Dataset excerpts on object pointing:

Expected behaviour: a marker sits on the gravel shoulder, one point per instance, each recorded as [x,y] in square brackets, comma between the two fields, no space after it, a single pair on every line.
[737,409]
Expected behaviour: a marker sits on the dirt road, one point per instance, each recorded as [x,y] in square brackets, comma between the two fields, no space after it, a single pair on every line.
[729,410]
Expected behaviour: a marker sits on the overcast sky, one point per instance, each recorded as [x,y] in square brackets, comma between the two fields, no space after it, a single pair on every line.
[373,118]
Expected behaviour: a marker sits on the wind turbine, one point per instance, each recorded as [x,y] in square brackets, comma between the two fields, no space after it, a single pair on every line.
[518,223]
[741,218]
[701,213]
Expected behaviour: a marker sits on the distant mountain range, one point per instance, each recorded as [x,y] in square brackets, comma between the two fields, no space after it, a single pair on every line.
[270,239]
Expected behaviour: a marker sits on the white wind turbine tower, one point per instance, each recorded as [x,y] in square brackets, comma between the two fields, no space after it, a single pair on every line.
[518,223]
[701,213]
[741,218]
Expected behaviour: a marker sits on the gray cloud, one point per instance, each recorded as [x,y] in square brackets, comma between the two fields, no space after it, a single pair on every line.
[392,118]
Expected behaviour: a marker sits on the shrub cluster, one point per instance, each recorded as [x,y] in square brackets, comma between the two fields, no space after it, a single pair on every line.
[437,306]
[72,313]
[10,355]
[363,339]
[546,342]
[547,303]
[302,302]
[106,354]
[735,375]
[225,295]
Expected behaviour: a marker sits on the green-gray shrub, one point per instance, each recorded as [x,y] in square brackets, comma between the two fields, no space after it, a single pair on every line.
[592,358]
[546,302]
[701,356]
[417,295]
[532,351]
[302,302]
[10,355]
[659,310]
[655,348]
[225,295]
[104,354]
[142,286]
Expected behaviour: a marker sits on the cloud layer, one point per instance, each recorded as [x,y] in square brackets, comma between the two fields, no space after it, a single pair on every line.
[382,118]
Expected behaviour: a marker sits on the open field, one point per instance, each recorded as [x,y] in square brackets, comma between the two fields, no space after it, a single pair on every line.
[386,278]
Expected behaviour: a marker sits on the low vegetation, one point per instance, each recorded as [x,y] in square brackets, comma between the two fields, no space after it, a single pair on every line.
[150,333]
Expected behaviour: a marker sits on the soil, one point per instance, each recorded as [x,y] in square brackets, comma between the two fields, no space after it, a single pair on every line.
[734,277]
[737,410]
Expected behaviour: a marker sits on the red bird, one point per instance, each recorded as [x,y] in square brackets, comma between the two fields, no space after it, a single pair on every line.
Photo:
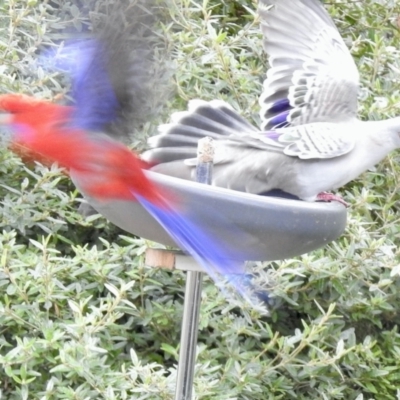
[106,93]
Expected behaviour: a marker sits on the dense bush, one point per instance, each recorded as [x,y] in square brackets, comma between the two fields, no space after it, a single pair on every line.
[82,318]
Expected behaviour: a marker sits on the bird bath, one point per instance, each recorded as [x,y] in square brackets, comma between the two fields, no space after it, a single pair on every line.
[261,228]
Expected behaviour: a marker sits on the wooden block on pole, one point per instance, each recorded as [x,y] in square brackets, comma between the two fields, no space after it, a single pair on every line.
[170,259]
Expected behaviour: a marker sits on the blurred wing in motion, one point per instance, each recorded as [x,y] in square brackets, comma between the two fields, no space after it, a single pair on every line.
[78,138]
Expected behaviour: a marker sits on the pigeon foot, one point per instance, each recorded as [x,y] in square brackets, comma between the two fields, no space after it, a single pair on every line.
[325,196]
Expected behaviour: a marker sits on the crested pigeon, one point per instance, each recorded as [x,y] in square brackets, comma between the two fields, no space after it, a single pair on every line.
[310,141]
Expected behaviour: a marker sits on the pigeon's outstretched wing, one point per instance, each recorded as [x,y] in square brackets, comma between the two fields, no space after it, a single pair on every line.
[313,77]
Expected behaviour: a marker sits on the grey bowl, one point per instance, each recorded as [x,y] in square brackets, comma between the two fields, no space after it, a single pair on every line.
[261,228]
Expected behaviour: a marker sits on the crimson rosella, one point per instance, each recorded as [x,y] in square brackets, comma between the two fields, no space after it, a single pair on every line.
[106,169]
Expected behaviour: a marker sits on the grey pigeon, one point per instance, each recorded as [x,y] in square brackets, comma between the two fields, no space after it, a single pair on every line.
[310,141]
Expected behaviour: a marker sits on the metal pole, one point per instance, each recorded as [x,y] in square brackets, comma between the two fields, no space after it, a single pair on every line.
[192,301]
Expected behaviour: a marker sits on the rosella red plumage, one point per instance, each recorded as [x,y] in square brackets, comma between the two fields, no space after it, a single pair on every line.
[74,137]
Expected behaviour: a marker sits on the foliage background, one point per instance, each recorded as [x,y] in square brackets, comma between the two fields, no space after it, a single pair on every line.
[82,318]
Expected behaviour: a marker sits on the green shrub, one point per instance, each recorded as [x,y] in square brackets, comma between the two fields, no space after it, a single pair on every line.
[81,318]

Your objective: Starting with the line that contains "Expected behaviour: a marker sits on the rosella", return each line through the last one of the data above, exactly as written and nothing more.

Task output:
Expected behaviour: a marker sits on the rosella red plumage, one point per instance, each recorded as [x,y] in square brackets, comma between the two fields, no space after it, a single pair on every line.
[74,137]
Expected behaviour: a marker sits on the foliage background, one point per instance, each recorded as [x,y] in square brackets, comma between the two fields, no space after it, a single pair on every line.
[82,318]
Expected behaviour: a marker sits on the green shrub, one point per instance, each recorded as [x,y] in square brackets, comma between the two fields, no space after it, a single pair on every line.
[81,318]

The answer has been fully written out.